Problem details
From the line that holds "Where can you spot the guitar body" down to the last line of the listing below, reproduce each line exactly and nothing more, omitting pictures.

Material for the task

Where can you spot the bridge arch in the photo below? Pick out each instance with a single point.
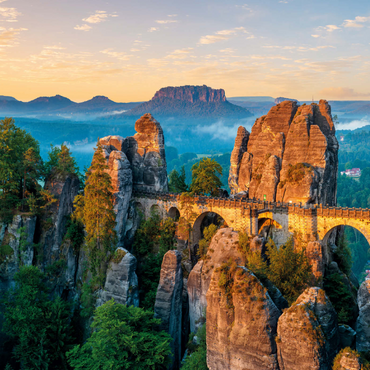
(199, 224)
(274, 226)
(326, 226)
(174, 213)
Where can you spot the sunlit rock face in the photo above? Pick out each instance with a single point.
(291, 155)
(147, 156)
(241, 325)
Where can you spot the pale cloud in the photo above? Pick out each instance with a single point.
(341, 93)
(9, 37)
(54, 47)
(98, 17)
(118, 55)
(9, 14)
(179, 54)
(84, 27)
(157, 63)
(167, 21)
(355, 23)
(329, 28)
(221, 35)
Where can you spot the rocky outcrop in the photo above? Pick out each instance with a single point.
(121, 282)
(307, 334)
(240, 147)
(53, 222)
(241, 323)
(119, 169)
(147, 156)
(363, 320)
(346, 336)
(16, 248)
(192, 94)
(292, 155)
(348, 359)
(168, 303)
(314, 251)
(224, 246)
(190, 102)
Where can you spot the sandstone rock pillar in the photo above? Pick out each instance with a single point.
(168, 303)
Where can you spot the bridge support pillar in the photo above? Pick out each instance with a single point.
(254, 222)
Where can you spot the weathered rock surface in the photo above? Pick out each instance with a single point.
(168, 303)
(308, 335)
(346, 335)
(315, 252)
(240, 147)
(241, 328)
(16, 240)
(224, 245)
(363, 320)
(192, 94)
(348, 360)
(119, 169)
(54, 221)
(147, 156)
(292, 155)
(121, 282)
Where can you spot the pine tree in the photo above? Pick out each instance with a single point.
(95, 209)
(177, 183)
(206, 177)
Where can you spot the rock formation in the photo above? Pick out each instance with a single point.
(292, 155)
(16, 243)
(363, 320)
(224, 246)
(121, 283)
(55, 217)
(241, 323)
(307, 334)
(121, 177)
(190, 102)
(348, 359)
(168, 303)
(146, 153)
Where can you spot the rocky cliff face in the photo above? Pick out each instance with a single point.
(16, 243)
(224, 246)
(292, 155)
(241, 324)
(363, 320)
(168, 303)
(191, 94)
(190, 102)
(121, 283)
(307, 334)
(53, 222)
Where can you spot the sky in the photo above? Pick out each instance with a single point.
(127, 50)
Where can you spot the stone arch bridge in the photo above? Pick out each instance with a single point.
(314, 222)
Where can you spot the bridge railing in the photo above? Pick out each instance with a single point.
(263, 206)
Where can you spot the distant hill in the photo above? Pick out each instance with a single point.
(7, 98)
(255, 99)
(191, 102)
(59, 106)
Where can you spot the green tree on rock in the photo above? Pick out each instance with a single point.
(124, 337)
(177, 183)
(95, 210)
(38, 325)
(206, 177)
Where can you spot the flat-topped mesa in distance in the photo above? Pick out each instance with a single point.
(190, 102)
(291, 156)
(191, 94)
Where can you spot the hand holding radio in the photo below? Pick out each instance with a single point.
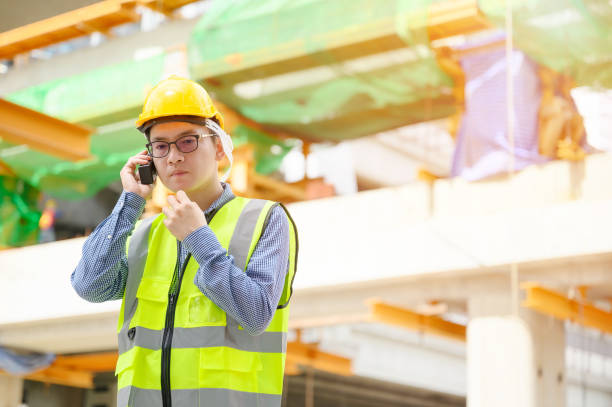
(131, 181)
(183, 216)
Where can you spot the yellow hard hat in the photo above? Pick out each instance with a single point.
(177, 96)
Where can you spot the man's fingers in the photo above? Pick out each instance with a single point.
(182, 197)
(172, 201)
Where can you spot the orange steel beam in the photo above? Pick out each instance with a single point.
(100, 16)
(165, 6)
(95, 362)
(61, 376)
(299, 353)
(20, 125)
(557, 305)
(393, 315)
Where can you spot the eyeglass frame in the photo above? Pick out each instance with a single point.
(149, 145)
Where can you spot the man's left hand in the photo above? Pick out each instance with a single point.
(183, 216)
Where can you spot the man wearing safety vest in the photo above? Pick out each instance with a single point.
(206, 284)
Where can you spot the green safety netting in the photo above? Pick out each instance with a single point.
(569, 36)
(106, 95)
(110, 97)
(326, 70)
(110, 150)
(18, 212)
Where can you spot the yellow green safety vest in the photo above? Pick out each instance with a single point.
(176, 347)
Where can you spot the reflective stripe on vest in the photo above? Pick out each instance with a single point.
(212, 356)
(134, 396)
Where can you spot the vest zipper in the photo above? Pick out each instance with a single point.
(175, 289)
(173, 293)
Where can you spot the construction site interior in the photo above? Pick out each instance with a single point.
(447, 164)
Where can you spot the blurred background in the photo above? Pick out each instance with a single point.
(447, 164)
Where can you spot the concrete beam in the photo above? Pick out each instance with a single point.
(386, 243)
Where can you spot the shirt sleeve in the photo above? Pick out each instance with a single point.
(101, 274)
(249, 297)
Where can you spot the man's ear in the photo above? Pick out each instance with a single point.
(219, 154)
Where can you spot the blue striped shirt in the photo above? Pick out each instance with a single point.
(250, 298)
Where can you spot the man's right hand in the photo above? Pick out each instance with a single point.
(130, 178)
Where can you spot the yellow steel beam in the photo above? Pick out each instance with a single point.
(19, 125)
(99, 16)
(557, 305)
(393, 315)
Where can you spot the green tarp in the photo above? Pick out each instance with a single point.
(324, 95)
(18, 212)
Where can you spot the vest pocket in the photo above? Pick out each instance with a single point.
(229, 368)
(152, 297)
(202, 311)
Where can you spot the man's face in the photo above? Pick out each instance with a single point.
(187, 171)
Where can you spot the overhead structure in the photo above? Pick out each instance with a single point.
(320, 81)
(381, 312)
(20, 125)
(101, 16)
(98, 17)
(559, 306)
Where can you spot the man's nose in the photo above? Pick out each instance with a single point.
(174, 155)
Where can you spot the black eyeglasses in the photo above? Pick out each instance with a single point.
(185, 144)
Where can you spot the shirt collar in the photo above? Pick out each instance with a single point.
(226, 196)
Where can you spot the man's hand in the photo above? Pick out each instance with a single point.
(131, 180)
(183, 216)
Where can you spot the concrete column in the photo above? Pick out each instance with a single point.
(513, 360)
(11, 391)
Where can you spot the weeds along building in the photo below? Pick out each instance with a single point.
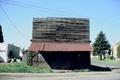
(61, 43)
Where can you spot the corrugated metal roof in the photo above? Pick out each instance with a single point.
(52, 46)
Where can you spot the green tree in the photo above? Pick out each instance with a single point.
(101, 46)
(1, 35)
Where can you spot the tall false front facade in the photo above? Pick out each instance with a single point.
(64, 43)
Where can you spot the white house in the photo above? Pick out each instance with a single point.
(8, 51)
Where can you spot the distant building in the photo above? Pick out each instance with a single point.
(8, 51)
(63, 43)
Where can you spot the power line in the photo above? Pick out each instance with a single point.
(30, 6)
(20, 33)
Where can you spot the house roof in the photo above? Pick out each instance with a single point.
(52, 46)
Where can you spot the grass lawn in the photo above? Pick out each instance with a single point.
(106, 61)
(21, 68)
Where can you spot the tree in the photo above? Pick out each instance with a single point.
(1, 35)
(101, 46)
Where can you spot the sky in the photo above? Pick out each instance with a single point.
(16, 17)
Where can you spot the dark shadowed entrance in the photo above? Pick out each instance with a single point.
(67, 60)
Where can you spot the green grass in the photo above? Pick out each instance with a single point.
(106, 61)
(21, 68)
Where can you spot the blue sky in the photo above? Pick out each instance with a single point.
(104, 16)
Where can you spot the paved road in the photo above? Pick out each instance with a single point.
(61, 76)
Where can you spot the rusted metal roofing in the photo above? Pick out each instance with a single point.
(52, 46)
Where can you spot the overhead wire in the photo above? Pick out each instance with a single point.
(38, 8)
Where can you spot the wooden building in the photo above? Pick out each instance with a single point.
(61, 43)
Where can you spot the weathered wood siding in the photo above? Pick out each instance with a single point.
(61, 30)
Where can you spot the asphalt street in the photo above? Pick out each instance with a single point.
(61, 76)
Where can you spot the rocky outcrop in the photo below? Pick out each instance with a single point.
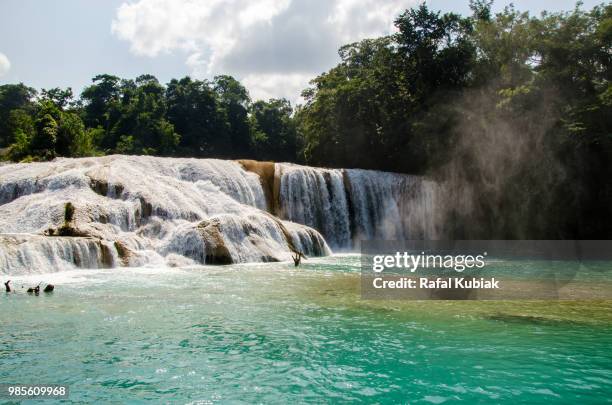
(133, 210)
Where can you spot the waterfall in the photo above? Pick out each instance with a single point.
(349, 205)
(138, 210)
(317, 198)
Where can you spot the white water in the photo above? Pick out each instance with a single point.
(160, 210)
(349, 205)
(138, 210)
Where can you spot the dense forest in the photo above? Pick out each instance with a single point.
(512, 112)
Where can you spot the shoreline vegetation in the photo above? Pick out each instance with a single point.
(510, 112)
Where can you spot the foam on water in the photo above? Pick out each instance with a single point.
(134, 210)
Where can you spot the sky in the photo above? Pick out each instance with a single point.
(274, 47)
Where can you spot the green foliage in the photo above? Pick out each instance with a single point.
(68, 212)
(274, 131)
(443, 91)
(13, 97)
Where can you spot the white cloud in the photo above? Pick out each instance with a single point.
(274, 46)
(5, 64)
(273, 85)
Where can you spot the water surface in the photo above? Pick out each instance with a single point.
(269, 333)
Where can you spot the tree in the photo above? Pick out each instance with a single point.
(13, 97)
(274, 131)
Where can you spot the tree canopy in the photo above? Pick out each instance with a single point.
(514, 106)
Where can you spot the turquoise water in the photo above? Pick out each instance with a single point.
(273, 334)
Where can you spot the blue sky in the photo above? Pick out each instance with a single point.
(273, 46)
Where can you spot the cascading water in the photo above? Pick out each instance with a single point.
(134, 210)
(348, 205)
(317, 198)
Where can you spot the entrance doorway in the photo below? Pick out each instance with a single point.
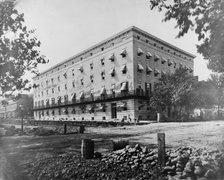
(113, 110)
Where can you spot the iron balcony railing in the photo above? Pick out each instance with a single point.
(136, 94)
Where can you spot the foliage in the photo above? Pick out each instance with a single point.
(201, 96)
(217, 81)
(18, 49)
(172, 90)
(206, 18)
(4, 103)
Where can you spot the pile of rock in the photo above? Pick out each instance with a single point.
(192, 163)
(132, 157)
(181, 163)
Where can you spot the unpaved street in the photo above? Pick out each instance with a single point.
(18, 152)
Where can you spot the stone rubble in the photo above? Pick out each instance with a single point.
(181, 163)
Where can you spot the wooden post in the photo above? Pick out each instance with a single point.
(161, 149)
(87, 149)
(65, 128)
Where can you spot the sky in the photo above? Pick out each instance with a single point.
(66, 27)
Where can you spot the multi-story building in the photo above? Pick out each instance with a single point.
(112, 80)
(10, 108)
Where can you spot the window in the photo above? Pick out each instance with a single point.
(123, 53)
(66, 99)
(140, 68)
(52, 101)
(73, 72)
(59, 99)
(102, 61)
(140, 52)
(91, 65)
(170, 63)
(65, 75)
(74, 98)
(163, 60)
(112, 72)
(148, 55)
(112, 58)
(124, 69)
(148, 70)
(91, 78)
(156, 72)
(47, 102)
(81, 69)
(103, 75)
(156, 58)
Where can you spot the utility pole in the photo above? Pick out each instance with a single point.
(21, 108)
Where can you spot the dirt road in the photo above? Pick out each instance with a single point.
(17, 152)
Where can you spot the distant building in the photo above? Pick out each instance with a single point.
(11, 109)
(109, 81)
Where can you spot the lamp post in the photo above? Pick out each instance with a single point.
(21, 108)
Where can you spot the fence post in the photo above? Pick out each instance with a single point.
(65, 128)
(161, 149)
(87, 148)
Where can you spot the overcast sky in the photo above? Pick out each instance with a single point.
(66, 27)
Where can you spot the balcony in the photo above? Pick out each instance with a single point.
(136, 94)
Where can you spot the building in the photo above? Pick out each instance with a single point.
(10, 108)
(109, 81)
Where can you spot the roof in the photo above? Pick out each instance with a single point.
(132, 28)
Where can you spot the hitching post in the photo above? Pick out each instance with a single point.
(21, 108)
(65, 128)
(161, 149)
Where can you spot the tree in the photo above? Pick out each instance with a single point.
(18, 49)
(5, 103)
(172, 90)
(206, 18)
(201, 96)
(217, 81)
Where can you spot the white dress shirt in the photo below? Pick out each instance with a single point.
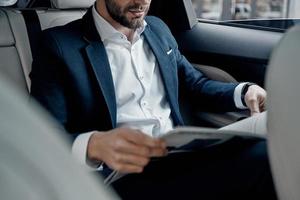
(140, 94)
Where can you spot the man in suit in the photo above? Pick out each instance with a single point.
(111, 79)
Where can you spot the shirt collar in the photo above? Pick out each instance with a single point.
(107, 31)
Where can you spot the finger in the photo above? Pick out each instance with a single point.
(158, 152)
(127, 168)
(131, 159)
(131, 148)
(254, 107)
(140, 138)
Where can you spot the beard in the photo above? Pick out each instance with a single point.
(119, 14)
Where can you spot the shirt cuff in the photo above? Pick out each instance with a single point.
(238, 96)
(79, 152)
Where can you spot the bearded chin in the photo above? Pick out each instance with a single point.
(119, 16)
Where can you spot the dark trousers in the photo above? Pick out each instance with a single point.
(236, 169)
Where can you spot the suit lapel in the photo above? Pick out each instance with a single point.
(168, 72)
(98, 59)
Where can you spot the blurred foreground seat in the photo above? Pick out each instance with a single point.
(35, 162)
(283, 80)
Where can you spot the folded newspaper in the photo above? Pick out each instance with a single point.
(252, 127)
(202, 137)
(188, 138)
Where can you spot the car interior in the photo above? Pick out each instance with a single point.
(222, 52)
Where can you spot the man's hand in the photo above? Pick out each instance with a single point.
(125, 150)
(255, 99)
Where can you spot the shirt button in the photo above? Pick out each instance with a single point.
(144, 103)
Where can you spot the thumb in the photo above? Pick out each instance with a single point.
(254, 107)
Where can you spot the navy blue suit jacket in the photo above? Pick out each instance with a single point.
(71, 76)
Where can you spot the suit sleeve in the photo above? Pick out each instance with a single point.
(47, 80)
(209, 94)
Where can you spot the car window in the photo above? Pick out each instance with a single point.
(273, 14)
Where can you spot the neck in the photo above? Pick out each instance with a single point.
(102, 10)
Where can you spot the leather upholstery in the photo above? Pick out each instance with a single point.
(283, 115)
(67, 4)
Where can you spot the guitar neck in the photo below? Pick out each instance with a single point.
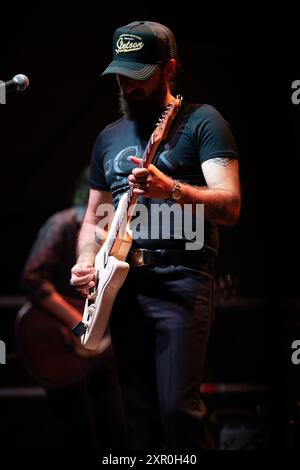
(125, 210)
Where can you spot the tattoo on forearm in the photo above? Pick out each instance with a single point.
(98, 239)
(221, 161)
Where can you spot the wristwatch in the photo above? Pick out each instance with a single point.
(176, 193)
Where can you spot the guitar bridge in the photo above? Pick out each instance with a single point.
(79, 329)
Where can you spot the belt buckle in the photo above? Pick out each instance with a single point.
(137, 257)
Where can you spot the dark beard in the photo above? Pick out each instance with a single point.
(145, 112)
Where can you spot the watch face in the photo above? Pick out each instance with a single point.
(176, 193)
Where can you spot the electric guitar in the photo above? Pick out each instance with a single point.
(49, 351)
(111, 269)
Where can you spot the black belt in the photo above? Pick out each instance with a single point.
(143, 257)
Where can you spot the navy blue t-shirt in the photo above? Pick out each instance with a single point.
(199, 133)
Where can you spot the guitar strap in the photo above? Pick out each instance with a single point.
(184, 109)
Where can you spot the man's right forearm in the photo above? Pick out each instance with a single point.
(87, 246)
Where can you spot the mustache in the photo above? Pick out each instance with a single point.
(134, 95)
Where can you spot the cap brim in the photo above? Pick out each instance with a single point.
(133, 70)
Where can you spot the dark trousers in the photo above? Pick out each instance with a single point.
(160, 325)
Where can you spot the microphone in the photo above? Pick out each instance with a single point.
(19, 83)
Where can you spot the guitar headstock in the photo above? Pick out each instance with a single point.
(165, 121)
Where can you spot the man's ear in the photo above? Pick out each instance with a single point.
(170, 69)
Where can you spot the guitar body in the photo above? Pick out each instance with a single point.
(46, 347)
(96, 316)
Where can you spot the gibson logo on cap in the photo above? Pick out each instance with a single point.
(128, 43)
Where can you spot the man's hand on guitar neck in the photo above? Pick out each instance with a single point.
(82, 278)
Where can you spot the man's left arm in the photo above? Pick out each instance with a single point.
(222, 195)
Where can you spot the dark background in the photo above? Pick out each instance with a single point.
(242, 62)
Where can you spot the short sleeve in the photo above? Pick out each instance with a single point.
(213, 134)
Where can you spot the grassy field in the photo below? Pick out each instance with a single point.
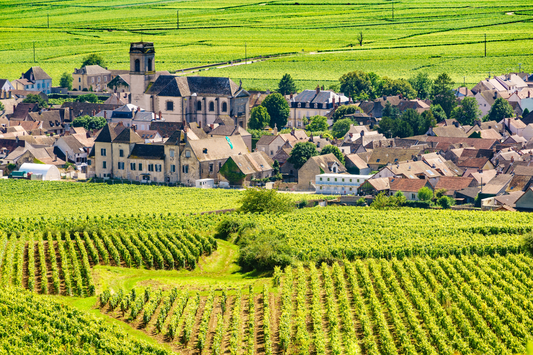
(423, 36)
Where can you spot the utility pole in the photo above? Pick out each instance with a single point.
(485, 44)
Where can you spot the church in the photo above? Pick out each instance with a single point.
(184, 98)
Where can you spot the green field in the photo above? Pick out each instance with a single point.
(424, 35)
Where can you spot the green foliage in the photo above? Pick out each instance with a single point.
(89, 123)
(442, 93)
(343, 110)
(286, 85)
(93, 59)
(66, 81)
(468, 112)
(425, 194)
(92, 98)
(360, 85)
(335, 151)
(317, 123)
(500, 109)
(33, 98)
(391, 87)
(341, 127)
(301, 153)
(259, 118)
(264, 201)
(278, 109)
(422, 84)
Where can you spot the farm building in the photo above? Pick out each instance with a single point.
(47, 172)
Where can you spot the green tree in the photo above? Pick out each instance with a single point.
(264, 201)
(33, 98)
(343, 110)
(333, 149)
(500, 109)
(341, 127)
(438, 112)
(397, 87)
(358, 84)
(422, 84)
(278, 109)
(92, 98)
(66, 81)
(442, 93)
(425, 194)
(259, 118)
(468, 112)
(317, 123)
(301, 153)
(93, 59)
(286, 85)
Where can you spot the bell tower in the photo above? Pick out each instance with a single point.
(142, 71)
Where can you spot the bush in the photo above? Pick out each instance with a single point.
(261, 201)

Answer to the problem
Where can you spot the guitar body in the photo above? Pick out each instance with a single point.
(46, 347)
(96, 316)
Where can you spot the gibson logo on cap in the photo above? Pick out each instance with a single point.
(128, 43)
Where can you spot the man's hand on guitar neck in the photo above? Pick out each instance with a single point.
(82, 278)
Where can you spot the man's left arm in the photo above? Pick out each instance with a single point.
(222, 195)
Where can you spot the dark background in the photo above? Pick out each instance with a single point.
(242, 62)
Where can you spot the short sleeve in the photo above? Pick out each instance with a single point.
(213, 134)
Where can you spot the grassy field in the photo below? Pick out each instance with a single point.
(423, 36)
Where can you spot the utility pole in the photo above? Pick out each instance with a single point.
(485, 44)
Where can you spot the church in the photo above? Pick out each instance with a single point.
(184, 98)
Where can you spot the green field in the photo above? Pick out each instance with a single point.
(424, 35)
Where can you spot the green foliage in the photo above? Pick out each instance with a single point.
(89, 123)
(442, 93)
(343, 110)
(286, 85)
(93, 59)
(66, 81)
(468, 112)
(425, 194)
(92, 98)
(360, 85)
(335, 151)
(317, 123)
(500, 109)
(33, 98)
(391, 87)
(341, 127)
(301, 153)
(259, 118)
(264, 201)
(278, 109)
(422, 84)
Where can you spot the farm building in the photo above? Pick out each instance with a single point.
(47, 172)
Where can you spot the green tree in the photo above? Pick out each instance with a single point.
(264, 201)
(33, 98)
(343, 110)
(333, 149)
(500, 109)
(341, 127)
(438, 112)
(397, 87)
(358, 84)
(422, 84)
(278, 109)
(92, 98)
(66, 81)
(442, 93)
(425, 194)
(259, 118)
(468, 112)
(317, 123)
(301, 153)
(93, 59)
(286, 85)
Where can you spot the bell tower in the photo above? Pick out each instance with a single point.
(142, 71)
Where can you spot the bush in the photo above? Pick out each instance with a single point.
(261, 201)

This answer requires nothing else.